(Items listed in a dataset)

-- BEGIN --

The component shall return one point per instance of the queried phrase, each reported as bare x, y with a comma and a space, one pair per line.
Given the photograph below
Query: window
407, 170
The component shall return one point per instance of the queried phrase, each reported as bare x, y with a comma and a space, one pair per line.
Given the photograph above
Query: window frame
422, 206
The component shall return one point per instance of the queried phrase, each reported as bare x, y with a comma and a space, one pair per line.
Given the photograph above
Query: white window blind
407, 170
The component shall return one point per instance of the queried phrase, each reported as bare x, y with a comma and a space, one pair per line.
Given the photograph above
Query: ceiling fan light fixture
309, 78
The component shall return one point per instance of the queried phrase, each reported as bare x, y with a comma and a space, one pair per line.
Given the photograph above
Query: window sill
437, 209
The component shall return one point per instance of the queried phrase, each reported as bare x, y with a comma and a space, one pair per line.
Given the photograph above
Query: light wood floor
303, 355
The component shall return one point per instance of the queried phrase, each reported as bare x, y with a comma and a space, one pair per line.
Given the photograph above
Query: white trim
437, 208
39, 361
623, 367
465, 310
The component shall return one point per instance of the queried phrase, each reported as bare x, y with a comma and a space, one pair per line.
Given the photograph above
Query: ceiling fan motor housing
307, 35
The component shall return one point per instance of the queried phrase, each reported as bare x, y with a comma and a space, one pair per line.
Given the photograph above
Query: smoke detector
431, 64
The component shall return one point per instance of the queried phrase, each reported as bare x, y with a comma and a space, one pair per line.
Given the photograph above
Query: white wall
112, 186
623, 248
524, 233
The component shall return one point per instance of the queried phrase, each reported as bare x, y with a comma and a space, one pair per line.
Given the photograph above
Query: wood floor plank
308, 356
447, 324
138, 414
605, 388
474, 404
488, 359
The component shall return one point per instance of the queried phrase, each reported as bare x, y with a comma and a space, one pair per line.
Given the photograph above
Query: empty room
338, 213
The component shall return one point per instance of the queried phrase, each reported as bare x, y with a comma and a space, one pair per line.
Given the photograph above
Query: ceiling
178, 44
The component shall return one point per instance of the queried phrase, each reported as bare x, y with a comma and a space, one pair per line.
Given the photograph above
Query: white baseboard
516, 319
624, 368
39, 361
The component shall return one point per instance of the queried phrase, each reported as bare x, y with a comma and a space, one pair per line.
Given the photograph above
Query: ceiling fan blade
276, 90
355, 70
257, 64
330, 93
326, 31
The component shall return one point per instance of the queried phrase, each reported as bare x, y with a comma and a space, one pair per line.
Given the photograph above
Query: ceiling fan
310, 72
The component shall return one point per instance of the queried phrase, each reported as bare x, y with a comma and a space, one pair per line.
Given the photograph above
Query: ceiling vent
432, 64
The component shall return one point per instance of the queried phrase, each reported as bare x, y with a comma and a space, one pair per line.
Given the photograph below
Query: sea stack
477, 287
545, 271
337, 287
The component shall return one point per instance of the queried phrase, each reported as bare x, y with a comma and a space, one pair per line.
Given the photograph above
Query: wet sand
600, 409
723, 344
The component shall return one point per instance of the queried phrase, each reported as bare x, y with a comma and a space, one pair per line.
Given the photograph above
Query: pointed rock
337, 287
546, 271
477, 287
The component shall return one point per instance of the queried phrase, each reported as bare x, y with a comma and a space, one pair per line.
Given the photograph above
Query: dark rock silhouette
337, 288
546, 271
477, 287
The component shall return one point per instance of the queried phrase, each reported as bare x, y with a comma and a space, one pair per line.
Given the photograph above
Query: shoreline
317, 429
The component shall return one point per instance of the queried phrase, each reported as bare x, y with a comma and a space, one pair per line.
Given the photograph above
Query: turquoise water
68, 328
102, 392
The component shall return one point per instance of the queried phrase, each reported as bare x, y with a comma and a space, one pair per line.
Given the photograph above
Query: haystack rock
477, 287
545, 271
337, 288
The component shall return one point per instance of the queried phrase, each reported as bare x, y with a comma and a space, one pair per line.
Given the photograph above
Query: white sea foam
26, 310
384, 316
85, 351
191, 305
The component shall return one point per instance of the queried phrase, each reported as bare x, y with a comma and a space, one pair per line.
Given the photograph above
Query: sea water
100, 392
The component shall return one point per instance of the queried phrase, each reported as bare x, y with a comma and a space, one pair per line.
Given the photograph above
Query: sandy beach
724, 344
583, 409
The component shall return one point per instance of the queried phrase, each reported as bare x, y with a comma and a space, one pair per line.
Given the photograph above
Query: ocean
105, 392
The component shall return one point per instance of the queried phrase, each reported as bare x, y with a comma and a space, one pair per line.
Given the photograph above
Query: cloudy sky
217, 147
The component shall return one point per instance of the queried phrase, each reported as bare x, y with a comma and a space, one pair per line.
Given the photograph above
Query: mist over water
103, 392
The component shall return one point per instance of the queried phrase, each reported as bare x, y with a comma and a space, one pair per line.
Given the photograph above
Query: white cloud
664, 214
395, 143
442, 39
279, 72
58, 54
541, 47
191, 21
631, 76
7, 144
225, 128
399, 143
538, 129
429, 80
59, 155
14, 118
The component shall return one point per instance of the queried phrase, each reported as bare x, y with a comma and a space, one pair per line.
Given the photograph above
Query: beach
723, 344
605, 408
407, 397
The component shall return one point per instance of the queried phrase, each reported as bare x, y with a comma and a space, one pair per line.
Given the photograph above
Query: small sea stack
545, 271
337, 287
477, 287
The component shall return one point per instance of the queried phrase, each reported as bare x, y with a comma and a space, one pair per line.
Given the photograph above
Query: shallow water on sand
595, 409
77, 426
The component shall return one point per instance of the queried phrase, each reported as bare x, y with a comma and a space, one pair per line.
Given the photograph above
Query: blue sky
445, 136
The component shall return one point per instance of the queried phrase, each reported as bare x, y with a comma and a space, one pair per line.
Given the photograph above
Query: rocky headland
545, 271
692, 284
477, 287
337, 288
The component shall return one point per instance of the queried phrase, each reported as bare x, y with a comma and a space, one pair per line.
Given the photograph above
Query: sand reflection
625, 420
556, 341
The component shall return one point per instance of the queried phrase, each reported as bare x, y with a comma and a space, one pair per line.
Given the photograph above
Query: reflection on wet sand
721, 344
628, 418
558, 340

-- END --

> [WHAT YOU WILL DO]
Select and copy each line of the entries above that contains the word "wood". Letter case must match.

> [CORRECT OUTPUT]
Query: light wood floor
Query: wood floor plank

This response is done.